Shape boundary entries:
....
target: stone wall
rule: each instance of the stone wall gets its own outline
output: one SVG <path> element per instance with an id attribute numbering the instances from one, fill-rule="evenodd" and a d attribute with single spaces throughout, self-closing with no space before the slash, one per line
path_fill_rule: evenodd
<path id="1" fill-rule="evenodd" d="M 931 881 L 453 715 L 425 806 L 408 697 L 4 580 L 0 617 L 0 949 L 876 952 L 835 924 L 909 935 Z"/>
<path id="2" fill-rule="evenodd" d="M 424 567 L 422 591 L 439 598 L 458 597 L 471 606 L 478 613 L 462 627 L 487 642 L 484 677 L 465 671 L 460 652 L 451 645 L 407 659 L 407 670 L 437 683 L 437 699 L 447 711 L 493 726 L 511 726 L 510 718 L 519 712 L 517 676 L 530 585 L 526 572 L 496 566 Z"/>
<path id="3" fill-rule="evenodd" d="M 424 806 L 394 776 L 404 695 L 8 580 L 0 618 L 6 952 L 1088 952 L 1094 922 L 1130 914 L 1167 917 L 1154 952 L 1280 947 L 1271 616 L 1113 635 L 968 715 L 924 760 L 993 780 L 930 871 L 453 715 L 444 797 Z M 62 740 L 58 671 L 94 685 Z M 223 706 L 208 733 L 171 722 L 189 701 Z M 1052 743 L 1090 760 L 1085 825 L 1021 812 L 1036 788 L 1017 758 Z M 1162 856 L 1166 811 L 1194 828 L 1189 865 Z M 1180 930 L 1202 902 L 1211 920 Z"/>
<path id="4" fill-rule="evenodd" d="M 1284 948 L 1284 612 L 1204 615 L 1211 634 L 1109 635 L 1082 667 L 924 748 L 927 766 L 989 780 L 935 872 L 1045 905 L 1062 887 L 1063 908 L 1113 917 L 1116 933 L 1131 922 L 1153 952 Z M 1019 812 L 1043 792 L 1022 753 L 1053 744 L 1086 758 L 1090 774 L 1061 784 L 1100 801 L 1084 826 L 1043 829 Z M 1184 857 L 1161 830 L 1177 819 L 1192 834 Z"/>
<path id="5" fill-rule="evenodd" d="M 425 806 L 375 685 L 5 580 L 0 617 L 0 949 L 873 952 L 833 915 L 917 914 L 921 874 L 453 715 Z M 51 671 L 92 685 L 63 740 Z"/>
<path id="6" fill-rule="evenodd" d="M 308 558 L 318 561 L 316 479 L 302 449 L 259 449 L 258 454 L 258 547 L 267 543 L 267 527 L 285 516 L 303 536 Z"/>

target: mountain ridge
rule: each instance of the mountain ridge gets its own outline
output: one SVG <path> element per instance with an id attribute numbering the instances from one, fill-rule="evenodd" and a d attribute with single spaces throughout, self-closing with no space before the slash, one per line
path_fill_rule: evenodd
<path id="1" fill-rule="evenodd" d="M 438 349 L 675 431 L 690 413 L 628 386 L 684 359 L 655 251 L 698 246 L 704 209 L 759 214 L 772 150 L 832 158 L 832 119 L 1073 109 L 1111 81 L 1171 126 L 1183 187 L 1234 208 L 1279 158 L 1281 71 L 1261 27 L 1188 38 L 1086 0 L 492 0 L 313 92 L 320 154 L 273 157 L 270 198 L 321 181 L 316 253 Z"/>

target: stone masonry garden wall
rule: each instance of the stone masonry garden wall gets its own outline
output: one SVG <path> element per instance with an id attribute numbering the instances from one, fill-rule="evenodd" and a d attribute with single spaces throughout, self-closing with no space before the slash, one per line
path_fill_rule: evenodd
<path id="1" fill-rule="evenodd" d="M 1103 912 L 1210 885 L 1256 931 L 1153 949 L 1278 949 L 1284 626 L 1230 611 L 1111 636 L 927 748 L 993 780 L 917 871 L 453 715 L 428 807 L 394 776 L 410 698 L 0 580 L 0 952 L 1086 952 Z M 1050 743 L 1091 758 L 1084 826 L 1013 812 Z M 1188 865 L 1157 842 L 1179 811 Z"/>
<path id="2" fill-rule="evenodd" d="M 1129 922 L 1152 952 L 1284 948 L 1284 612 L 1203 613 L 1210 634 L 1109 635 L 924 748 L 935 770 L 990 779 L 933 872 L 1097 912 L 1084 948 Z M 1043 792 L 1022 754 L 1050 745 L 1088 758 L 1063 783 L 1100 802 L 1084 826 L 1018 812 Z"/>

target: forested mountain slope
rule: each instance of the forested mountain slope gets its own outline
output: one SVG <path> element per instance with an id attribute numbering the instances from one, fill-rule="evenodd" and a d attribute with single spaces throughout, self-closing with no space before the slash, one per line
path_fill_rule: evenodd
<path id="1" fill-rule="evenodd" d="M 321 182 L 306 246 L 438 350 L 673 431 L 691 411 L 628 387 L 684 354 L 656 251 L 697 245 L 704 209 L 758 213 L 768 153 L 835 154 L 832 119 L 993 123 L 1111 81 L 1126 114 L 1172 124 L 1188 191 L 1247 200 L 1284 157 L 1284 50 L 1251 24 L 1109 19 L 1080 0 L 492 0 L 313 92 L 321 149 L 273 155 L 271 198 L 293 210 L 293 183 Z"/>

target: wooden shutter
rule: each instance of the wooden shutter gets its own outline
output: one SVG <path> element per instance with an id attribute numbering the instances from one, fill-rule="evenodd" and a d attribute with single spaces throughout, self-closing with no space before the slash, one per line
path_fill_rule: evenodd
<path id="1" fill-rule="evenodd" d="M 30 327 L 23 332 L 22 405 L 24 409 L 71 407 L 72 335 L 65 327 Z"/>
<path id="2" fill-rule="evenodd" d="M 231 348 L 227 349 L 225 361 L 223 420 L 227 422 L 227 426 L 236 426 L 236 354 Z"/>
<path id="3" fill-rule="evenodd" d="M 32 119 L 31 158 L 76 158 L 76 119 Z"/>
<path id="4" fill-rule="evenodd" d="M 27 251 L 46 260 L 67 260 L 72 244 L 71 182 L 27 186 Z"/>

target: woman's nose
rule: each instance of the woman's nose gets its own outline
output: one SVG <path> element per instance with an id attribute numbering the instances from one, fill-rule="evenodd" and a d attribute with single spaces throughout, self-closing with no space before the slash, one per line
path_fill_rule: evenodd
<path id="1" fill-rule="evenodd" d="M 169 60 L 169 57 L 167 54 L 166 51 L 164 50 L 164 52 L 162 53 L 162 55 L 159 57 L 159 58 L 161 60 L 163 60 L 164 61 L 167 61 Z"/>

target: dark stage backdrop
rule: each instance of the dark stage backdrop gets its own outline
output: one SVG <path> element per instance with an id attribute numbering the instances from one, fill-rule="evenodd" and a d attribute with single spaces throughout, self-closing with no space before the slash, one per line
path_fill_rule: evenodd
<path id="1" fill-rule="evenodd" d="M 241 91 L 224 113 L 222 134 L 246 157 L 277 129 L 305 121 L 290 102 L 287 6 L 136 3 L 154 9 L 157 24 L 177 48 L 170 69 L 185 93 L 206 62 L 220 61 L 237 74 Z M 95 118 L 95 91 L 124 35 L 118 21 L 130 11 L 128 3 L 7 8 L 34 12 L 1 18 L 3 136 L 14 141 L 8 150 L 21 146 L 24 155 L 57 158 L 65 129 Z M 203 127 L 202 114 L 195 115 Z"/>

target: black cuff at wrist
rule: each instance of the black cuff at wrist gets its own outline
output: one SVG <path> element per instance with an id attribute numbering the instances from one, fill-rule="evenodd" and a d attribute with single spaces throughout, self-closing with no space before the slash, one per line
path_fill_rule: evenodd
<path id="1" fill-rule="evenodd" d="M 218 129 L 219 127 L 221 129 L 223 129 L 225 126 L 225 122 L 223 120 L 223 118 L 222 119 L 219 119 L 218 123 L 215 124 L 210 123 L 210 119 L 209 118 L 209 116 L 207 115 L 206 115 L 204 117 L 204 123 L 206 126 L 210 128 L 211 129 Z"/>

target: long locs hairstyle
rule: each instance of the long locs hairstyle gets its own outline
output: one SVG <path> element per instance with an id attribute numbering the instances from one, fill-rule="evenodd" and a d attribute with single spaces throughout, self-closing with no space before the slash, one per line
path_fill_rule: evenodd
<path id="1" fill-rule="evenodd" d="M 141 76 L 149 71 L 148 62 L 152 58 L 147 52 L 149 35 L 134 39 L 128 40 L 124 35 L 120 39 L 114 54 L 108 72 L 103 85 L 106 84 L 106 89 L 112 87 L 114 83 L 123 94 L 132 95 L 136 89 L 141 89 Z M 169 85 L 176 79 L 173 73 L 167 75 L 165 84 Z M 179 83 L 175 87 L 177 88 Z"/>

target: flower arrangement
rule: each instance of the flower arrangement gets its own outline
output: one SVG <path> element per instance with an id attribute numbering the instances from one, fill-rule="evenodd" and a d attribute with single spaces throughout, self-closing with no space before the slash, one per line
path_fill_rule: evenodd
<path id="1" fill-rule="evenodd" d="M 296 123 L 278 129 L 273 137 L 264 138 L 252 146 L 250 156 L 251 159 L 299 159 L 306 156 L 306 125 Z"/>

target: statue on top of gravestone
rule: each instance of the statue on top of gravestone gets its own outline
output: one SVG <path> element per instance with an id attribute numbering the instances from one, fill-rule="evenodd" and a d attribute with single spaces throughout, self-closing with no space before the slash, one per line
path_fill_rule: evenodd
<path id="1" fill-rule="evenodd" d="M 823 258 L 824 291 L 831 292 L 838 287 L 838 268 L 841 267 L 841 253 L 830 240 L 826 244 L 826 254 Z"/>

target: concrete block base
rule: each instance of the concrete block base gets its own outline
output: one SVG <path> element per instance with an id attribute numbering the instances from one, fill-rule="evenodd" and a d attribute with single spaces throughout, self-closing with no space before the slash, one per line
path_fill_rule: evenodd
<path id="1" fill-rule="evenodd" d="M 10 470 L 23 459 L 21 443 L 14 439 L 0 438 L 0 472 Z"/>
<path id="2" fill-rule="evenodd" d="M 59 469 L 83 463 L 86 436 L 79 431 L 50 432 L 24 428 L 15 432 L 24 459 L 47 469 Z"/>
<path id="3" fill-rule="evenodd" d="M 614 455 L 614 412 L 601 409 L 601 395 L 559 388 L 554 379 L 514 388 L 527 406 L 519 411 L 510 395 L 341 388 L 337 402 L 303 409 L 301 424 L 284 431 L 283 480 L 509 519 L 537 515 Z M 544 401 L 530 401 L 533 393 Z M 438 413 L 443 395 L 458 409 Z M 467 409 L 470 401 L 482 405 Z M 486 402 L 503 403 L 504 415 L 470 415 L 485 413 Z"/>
....
## Instructions for the task:
Put the lines from the one with "target: dark stage backdrop" up to and including the one with "rule: each instance of the dark" into a Markdown table with the columns Row and Line, leaving out any blank lines.

## Completed exercise:
| Row | Line |
|---|---|
| 1 | target: dark stage backdrop |
| 2 | rule: each instance of the dark stage backdrop gets its own outline |